Task description ▸ Reproduce the rows below verbatim, starting at the line that contains "Could you point to the ski pole handle" and continuing through the end of the rows, omitting the pictures.

Available records ▸
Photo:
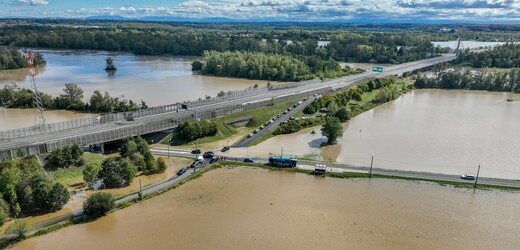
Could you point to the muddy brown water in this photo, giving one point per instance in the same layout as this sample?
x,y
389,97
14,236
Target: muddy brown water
x,y
246,208
157,80
426,130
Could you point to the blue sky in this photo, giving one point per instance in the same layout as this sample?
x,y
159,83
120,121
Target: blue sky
x,y
297,10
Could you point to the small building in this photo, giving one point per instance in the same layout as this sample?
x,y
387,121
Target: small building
x,y
320,169
281,161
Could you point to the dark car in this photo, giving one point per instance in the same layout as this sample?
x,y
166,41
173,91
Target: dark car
x,y
181,171
467,177
208,154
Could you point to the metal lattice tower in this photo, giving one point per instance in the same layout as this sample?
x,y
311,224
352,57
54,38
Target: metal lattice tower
x,y
39,119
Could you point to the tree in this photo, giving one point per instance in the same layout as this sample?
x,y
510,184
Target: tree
x,y
110,64
332,129
20,228
4,211
99,204
196,65
342,114
160,164
117,172
90,174
58,196
128,148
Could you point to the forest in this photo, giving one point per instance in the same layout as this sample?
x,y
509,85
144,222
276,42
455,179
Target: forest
x,y
11,58
487,79
176,39
256,65
501,56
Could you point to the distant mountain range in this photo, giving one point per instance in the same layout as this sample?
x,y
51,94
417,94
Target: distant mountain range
x,y
277,20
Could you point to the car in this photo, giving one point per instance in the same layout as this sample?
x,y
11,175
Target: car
x,y
248,160
194,164
181,171
208,154
467,177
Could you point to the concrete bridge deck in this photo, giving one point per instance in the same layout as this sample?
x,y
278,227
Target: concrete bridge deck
x,y
119,129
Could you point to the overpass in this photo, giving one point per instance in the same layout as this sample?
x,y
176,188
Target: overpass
x,y
113,127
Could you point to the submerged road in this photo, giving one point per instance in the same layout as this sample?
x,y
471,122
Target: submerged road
x,y
338,167
94,133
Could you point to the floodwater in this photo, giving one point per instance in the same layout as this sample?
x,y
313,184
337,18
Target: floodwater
x,y
20,118
467,44
246,208
157,80
436,131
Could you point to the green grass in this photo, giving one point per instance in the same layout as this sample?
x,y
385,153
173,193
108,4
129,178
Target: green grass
x,y
68,175
260,116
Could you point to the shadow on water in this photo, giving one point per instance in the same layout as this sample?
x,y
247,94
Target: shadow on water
x,y
316,143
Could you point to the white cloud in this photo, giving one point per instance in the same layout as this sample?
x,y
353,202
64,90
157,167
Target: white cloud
x,y
32,2
314,10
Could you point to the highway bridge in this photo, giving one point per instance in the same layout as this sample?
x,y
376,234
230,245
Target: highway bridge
x,y
113,127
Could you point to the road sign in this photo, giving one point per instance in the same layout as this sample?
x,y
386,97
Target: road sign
x,y
377,69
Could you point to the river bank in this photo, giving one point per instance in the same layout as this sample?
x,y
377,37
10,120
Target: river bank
x,y
257,207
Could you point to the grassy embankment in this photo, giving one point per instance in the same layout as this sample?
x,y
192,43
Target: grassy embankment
x,y
226,132
344,175
356,108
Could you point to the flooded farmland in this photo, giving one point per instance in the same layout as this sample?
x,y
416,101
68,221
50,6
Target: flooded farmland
x,y
246,208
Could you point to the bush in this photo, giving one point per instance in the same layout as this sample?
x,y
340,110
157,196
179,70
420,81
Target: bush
x,y
99,204
20,228
117,172
4,211
161,165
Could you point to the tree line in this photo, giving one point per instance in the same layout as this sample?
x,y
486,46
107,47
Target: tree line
x,y
491,80
262,66
500,56
11,58
25,188
343,105
12,96
375,47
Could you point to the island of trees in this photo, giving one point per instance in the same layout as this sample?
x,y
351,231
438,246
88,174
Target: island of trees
x,y
12,96
11,58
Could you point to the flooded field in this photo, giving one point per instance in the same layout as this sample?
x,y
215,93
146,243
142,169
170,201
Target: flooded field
x,y
20,118
426,130
157,80
246,208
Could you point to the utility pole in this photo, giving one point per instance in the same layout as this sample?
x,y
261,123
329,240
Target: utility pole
x,y
140,190
371,163
478,172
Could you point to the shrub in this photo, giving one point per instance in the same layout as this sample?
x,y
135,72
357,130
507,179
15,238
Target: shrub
x,y
20,228
99,204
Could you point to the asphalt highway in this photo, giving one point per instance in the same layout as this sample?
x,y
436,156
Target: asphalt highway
x,y
307,88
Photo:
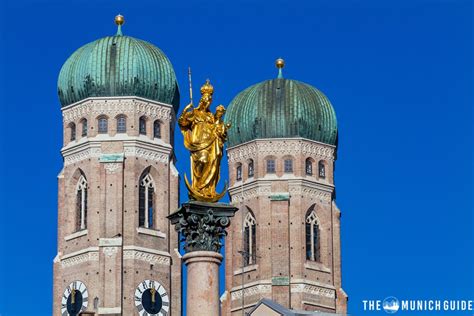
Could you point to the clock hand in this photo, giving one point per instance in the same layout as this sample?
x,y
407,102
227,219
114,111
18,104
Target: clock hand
x,y
73,296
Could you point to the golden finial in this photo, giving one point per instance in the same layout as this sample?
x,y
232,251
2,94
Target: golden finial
x,y
280,63
207,88
119,19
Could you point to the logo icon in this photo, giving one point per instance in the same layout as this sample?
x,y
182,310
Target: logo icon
x,y
391,305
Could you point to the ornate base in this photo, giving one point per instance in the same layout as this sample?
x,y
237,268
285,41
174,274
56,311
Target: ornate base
x,y
202,224
202,283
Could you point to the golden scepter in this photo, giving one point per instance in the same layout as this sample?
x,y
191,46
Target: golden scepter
x,y
190,85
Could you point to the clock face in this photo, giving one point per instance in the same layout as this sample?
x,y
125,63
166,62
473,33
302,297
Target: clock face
x,y
151,299
75,299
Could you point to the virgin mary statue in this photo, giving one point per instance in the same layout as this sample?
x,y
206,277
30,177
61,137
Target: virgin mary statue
x,y
204,136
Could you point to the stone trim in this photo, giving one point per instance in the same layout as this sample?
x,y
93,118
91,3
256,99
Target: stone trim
x,y
253,288
246,269
296,186
148,255
76,235
150,232
250,190
117,105
280,146
110,242
133,146
81,256
173,169
147,152
317,266
313,290
246,306
320,305
315,283
81,152
109,310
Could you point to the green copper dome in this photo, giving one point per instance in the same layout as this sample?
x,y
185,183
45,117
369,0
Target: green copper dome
x,y
281,108
118,66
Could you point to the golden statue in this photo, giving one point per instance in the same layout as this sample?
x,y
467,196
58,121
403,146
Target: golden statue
x,y
204,136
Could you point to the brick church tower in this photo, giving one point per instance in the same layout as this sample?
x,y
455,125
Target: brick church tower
x,y
285,243
117,254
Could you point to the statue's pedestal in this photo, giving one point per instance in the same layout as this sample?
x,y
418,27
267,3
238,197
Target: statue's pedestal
x,y
202,282
202,226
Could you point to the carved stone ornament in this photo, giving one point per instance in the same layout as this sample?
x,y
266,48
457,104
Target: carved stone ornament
x,y
111,168
202,225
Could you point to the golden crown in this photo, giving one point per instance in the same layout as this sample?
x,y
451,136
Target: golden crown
x,y
207,88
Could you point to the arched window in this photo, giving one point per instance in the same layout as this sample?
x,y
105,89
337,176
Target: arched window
x,y
288,164
238,172
84,128
271,166
312,236
146,201
103,125
121,124
156,129
309,167
142,125
322,169
250,168
250,241
72,128
81,203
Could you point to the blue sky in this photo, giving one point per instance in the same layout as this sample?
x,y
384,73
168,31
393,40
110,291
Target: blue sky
x,y
399,74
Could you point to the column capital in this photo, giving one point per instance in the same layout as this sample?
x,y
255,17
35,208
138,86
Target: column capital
x,y
202,224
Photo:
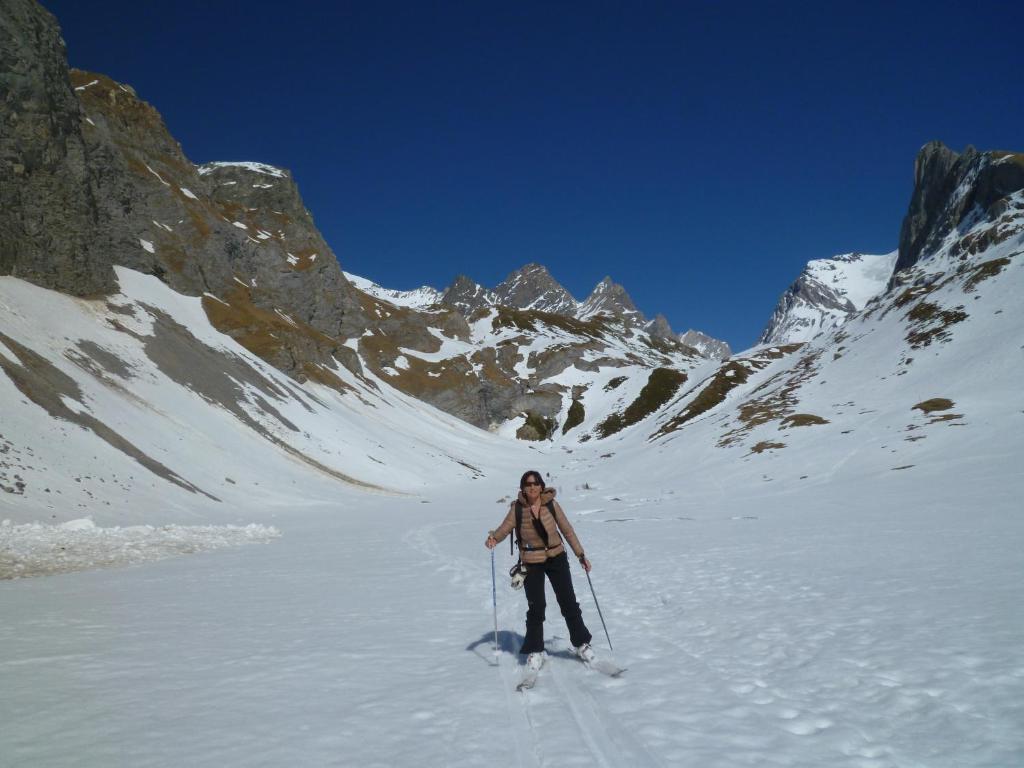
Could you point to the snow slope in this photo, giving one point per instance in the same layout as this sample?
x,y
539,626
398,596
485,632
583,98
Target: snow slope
x,y
826,294
793,577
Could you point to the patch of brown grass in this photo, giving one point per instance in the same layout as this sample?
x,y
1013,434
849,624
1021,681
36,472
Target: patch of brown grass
x,y
766,445
985,270
935,403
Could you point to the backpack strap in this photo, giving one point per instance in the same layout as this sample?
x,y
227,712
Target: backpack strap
x,y
517,539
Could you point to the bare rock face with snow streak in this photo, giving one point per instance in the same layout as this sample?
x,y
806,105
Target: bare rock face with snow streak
x,y
467,296
951,192
708,346
826,294
609,298
91,178
534,288
51,231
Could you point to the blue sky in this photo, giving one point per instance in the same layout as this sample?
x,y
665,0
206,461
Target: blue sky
x,y
699,154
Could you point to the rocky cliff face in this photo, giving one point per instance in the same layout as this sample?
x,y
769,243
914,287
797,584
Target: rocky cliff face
x,y
51,230
91,178
951,194
534,288
825,295
706,345
609,298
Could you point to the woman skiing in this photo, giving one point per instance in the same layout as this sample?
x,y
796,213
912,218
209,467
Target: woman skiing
x,y
541,526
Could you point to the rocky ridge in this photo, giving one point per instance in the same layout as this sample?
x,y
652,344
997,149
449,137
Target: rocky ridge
x,y
825,295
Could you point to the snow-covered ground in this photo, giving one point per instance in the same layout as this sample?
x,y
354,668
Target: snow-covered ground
x,y
849,595
792,624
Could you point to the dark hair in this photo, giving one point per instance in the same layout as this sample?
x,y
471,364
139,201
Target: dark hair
x,y
525,476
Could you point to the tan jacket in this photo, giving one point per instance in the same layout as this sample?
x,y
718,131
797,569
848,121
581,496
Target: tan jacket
x,y
557,525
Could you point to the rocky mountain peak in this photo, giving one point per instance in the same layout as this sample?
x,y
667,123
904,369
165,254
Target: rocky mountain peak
x,y
466,295
708,346
949,188
610,298
659,328
825,295
531,287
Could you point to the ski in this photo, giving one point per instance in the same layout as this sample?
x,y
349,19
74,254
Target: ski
x,y
604,667
527,681
529,676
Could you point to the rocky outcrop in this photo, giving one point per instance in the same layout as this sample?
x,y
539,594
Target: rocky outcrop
x,y
951,193
51,230
659,328
826,294
609,298
467,296
706,345
534,288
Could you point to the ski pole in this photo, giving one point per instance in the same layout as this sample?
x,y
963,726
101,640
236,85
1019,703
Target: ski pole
x,y
494,599
598,609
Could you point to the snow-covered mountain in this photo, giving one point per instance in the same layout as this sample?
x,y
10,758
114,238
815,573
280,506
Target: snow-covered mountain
x,y
707,345
826,294
421,298
823,537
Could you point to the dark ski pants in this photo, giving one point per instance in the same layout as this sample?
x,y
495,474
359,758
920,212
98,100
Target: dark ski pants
x,y
557,570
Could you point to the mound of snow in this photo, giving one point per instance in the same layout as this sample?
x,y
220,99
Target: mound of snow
x,y
40,549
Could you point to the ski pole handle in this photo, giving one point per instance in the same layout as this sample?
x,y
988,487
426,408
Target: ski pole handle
x,y
494,599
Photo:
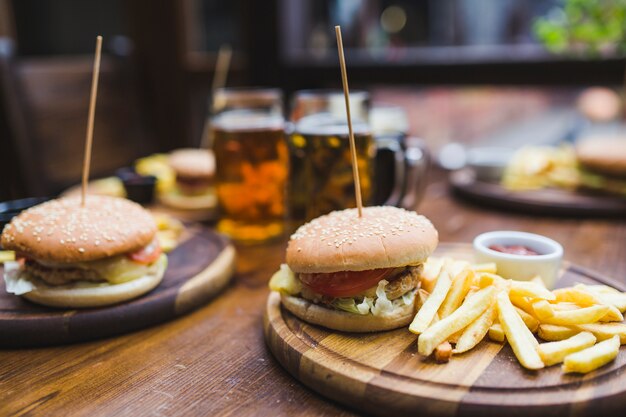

Result ▸
Could you point to the ski pole handle in this photo, giving one point per instance in the same layout as this sample?
x,y
988,487
426,408
Target: ski pole handle
x,y
494,599
Photo:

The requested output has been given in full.